How to complete this task - Copy every record that appears below, exactly as it stands.

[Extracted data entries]
= = = = = = =
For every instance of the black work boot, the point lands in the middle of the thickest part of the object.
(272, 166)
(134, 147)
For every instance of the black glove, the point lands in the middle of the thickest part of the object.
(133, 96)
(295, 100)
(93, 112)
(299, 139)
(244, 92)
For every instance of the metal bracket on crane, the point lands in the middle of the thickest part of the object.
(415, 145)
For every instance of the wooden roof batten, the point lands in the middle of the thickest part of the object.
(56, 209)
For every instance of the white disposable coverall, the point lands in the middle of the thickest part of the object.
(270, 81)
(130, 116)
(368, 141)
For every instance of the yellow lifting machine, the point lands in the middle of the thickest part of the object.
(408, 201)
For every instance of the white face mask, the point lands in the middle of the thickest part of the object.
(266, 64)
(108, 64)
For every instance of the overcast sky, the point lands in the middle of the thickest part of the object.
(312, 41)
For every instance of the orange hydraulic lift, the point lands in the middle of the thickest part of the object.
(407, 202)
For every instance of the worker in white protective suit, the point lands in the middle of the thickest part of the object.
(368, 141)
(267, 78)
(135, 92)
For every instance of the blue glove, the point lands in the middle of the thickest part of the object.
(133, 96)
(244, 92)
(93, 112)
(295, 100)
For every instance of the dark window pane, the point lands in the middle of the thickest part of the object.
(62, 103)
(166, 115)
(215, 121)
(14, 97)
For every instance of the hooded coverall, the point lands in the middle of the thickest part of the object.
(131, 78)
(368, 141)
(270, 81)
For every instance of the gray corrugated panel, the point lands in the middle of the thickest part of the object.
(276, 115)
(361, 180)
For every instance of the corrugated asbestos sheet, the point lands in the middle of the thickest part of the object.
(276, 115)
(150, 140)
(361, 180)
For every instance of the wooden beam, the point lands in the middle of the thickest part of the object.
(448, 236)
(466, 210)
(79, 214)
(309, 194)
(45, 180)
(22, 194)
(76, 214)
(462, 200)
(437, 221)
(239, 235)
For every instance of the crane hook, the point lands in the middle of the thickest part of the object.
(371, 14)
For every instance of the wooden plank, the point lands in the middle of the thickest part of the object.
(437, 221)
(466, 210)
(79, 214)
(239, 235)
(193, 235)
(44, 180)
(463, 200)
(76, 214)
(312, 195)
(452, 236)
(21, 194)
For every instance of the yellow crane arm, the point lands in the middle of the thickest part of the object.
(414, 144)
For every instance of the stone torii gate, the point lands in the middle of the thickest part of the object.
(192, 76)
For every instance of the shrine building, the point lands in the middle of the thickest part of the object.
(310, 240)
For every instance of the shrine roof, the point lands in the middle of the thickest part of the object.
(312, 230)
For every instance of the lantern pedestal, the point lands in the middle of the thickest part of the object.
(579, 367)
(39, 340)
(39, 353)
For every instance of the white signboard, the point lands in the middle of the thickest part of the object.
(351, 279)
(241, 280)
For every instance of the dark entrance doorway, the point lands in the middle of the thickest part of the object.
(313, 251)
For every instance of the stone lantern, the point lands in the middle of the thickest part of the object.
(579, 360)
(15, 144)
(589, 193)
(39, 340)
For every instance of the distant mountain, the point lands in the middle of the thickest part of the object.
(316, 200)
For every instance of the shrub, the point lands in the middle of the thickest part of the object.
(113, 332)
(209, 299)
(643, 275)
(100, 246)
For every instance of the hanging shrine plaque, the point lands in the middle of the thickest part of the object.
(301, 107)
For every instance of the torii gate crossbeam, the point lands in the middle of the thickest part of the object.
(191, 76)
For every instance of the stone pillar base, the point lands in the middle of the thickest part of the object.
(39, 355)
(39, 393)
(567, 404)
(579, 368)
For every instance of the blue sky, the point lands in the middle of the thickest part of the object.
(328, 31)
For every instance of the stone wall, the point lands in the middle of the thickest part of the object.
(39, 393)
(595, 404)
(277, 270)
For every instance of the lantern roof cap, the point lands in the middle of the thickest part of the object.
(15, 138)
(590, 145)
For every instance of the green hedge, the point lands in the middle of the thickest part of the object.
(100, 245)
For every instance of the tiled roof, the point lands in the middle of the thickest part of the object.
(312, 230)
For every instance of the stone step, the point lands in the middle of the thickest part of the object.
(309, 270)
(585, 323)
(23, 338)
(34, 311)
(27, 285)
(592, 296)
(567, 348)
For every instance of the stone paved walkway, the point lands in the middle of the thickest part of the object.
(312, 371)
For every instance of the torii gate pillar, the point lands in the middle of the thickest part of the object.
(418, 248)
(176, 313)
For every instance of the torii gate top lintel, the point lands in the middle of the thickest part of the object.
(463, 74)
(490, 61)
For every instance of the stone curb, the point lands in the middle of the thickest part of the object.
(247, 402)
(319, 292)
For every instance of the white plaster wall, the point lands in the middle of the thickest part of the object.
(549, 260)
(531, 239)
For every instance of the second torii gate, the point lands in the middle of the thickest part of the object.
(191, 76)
= = = = = = =
Solution to this task -
For every instance of the black work boot, the point lands in the middle of the thickest part of the object.
(272, 166)
(134, 147)
For every instance of the black glove, the point lands in the middle of the thickest part of the object.
(133, 96)
(295, 100)
(93, 112)
(299, 139)
(244, 92)
For every instance of the metal bracket on crane, the point lands in the middle of the thickest part of the object.
(415, 145)
For every instance of the wooden roof batten, the point lands in the middle of the thickest part of the object.
(56, 209)
For every instance of the white disposable coverall, the point lands in the middle of the thickest part of the object.
(270, 81)
(130, 116)
(368, 141)
For every instance of the yellow lifting machine, the point lands in the middle of the thickest part of the object.
(408, 201)
For every instance of the white face mask, the point lands in the middle of the thickest part of the object.
(266, 64)
(108, 64)
For every instance of the overcast sky, the point lands in the middle of the thickest part of the object.
(312, 41)
For every instance of the orange hydraulic lift, the point lands in the middle of the thickest part of the object.
(407, 202)
For every instance of the worker in white protective suit, the point lands in the middle of the thickest part of the object.
(368, 141)
(267, 78)
(135, 92)
For every instance of the blue glove, the point lands in the middle of the thickest part of the object.
(133, 96)
(244, 92)
(93, 112)
(295, 100)
For every instance of the dark window pane, the point lands in the middle of the thickest part of the object.
(62, 103)
(166, 115)
(215, 121)
(14, 97)
For every instance of the hooded coverall, the point lands in the middle of the thickest part of the object.
(131, 78)
(368, 141)
(270, 81)
For every instance of the gray corrugated panel, the point lands in the middle of the thickest part of the object.
(276, 115)
(361, 180)
For every instance of the corrugated asbestos sheet, the point lands in the middle of the thickest part of the object.
(276, 115)
(150, 140)
(361, 180)
For every instance of the wooden beam, the point lands in the middle of the thickest part of the object.
(448, 236)
(466, 210)
(79, 214)
(309, 194)
(45, 180)
(22, 194)
(76, 214)
(462, 200)
(437, 221)
(239, 235)
For every instance of the crane hook, the point lands in the middle of the thickest part of the object.
(371, 14)
For every instance of the wooden plank, the point lands in the middle of the thickest part of the object.
(437, 221)
(466, 210)
(79, 214)
(239, 235)
(193, 235)
(44, 180)
(463, 200)
(76, 214)
(312, 195)
(452, 236)
(21, 194)
For every instance of the yellow crane arm, the point lands in the middle of the thickest part of the object.
(414, 144)
For every instance of the stone torii gate, the point lands in the middle of the thickest part of the object.
(192, 76)
For every instance of the shrine building, the point lands in the middle of the thickest part of the object.
(310, 240)
For every instance of the shrine roof, the point lands in the middle of the thickest part of the object.
(312, 230)
For every instance of the lantern pedestal, the point lands in the middle of the thickest part of the object.
(579, 367)
(39, 340)
(39, 353)
For every instance of the white signboard, the point lands in the middle of the thickest part of the object.
(351, 279)
(241, 280)
For every instance of the dark entrance doorway, the point lands in the middle of the thickest part of the object.
(313, 251)
For every instance of the stone lantern, the point lands in the middle of the thickest part of the object.
(579, 360)
(15, 144)
(589, 193)
(39, 340)
For every instance of the distant mountain, the point lands in the middle of the thickest part of the object.
(316, 200)
For every instance of the shrub, the point lands in the middle of the thickest part of the object.
(113, 332)
(209, 299)
(643, 275)
(100, 246)
For every instance of the hanging shrine plaque, the point lands in the middle of the thickest part of the object.
(301, 107)
For every instance of the torii gate crossbeam, the point lands in the middle of the thickest part of the object.
(191, 76)
For every instance of the stone pillar base, the point lands in the middle of the thickest part of the object.
(39, 355)
(39, 393)
(567, 404)
(579, 368)
For every instance of the blue sky, the point lands in the middle of the thickest part of the object.
(328, 31)
For every instance of the stone wall, the point lands in the middle of the thickest part of the object.
(39, 393)
(595, 404)
(277, 270)
For every instance of the lantern roof cap, the point lands in the middle of the thickest part of the object.
(15, 138)
(590, 145)
For every instance of the green hedge, the point lands in the middle of the thickest part of the object.
(100, 245)
For every instance of the tiled roof, the point lands in the middle of the thickest part of the object.
(312, 230)
For every instance of the stone step, the point lands in the middle of the thickest part of the object.
(309, 270)
(585, 323)
(23, 338)
(34, 311)
(27, 285)
(592, 296)
(567, 348)
For every instance of the stone paved walkway, the point lands in the middle of the thickest part of the object.
(312, 371)
For every instance of the torii gate pillar, the point lands in the middle of the thickest part of the object.
(418, 248)
(176, 313)
For every instance of the torii gate top lintel, the point lands in the middle of the thickest part of the object.
(463, 74)
(490, 61)
For every instance of the stone curb, the point lands in the middle of the thickest part of the object.
(247, 402)
(319, 292)
For every instance of the white plaster wall, the point lands in the middle of the thickest part of the object.
(549, 260)
(531, 239)
For every instance of the second torii gate, the point lands in the middle of the thickest part of the object.
(191, 76)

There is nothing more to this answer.